• [To be done] Arrange the lines of the listing below as a numbered list, from its first line up to and including the line containing "POLYGON ((59 69, 62", leaving out any blank lines.

• [Extracted records]

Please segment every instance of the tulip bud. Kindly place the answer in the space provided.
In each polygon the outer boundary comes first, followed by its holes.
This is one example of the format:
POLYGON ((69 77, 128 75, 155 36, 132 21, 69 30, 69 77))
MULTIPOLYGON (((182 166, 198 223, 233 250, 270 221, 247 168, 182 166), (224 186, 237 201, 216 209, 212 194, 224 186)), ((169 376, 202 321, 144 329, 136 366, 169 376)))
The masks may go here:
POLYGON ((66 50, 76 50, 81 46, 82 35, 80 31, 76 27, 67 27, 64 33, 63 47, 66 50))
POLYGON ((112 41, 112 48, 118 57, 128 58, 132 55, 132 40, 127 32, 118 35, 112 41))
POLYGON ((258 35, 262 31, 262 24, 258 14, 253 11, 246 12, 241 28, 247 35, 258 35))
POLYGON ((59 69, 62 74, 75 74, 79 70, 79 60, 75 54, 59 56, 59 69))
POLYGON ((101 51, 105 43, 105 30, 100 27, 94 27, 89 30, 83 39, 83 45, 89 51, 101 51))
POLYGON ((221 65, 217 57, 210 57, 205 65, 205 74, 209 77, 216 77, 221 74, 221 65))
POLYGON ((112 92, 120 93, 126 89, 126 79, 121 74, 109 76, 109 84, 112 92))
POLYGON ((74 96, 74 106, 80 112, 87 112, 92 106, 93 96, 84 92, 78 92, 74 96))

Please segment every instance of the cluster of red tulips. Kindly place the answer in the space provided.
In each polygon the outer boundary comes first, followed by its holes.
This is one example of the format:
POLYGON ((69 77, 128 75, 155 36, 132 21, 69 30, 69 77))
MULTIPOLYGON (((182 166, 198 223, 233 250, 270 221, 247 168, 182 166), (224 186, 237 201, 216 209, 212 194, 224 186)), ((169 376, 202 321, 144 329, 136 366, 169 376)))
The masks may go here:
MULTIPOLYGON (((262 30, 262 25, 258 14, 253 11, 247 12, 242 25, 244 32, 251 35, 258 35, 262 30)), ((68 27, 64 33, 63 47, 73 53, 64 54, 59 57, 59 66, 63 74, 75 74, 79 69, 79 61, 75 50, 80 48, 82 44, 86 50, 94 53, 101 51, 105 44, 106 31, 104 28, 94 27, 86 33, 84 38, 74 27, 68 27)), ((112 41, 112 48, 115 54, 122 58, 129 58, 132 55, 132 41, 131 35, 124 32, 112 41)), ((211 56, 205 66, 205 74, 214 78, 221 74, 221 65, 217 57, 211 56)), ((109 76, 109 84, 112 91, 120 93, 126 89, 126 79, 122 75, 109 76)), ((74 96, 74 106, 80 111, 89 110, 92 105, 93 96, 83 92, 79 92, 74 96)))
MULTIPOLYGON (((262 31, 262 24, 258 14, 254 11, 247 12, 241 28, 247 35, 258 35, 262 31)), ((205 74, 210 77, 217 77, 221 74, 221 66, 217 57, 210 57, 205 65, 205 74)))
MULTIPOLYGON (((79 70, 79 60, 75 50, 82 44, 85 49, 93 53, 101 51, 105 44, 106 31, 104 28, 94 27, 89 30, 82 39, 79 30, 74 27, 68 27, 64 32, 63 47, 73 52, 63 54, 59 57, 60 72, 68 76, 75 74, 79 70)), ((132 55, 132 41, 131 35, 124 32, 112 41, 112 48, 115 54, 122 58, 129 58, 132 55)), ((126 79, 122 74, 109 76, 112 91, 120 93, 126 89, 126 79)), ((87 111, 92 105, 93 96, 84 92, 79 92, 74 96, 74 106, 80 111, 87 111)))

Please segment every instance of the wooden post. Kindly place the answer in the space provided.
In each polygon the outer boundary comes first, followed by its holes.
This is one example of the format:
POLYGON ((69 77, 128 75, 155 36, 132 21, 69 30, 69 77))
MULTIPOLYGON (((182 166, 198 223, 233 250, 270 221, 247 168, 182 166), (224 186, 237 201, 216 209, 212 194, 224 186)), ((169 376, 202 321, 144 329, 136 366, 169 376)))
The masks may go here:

• [Complete response]
1. Please segment every instance of the tulip bud. Kindly place the answer in the space provided.
2. In each polygon the outer boundary comes first, followed by its holes.
3. This is one example of the format:
4. POLYGON ((69 77, 128 75, 155 36, 132 21, 69 30, 69 77))
5. MULTIPOLYGON (((182 166, 198 223, 233 250, 270 221, 247 168, 182 166), (224 186, 237 201, 216 209, 212 194, 224 186)), ((169 376, 202 321, 144 329, 136 366, 169 376)))
6. The masks may go here:
7. POLYGON ((66 50, 76 50, 81 46, 82 35, 80 31, 76 27, 67 27, 64 33, 63 47, 66 50))
8. POLYGON ((112 41, 112 48, 118 57, 128 58, 132 55, 132 40, 127 32, 118 35, 112 41))
9. POLYGON ((258 35, 262 31, 262 24, 258 14, 253 11, 246 12, 241 28, 247 35, 258 35))
10. POLYGON ((59 69, 62 74, 75 74, 79 70, 79 60, 75 54, 59 56, 59 69))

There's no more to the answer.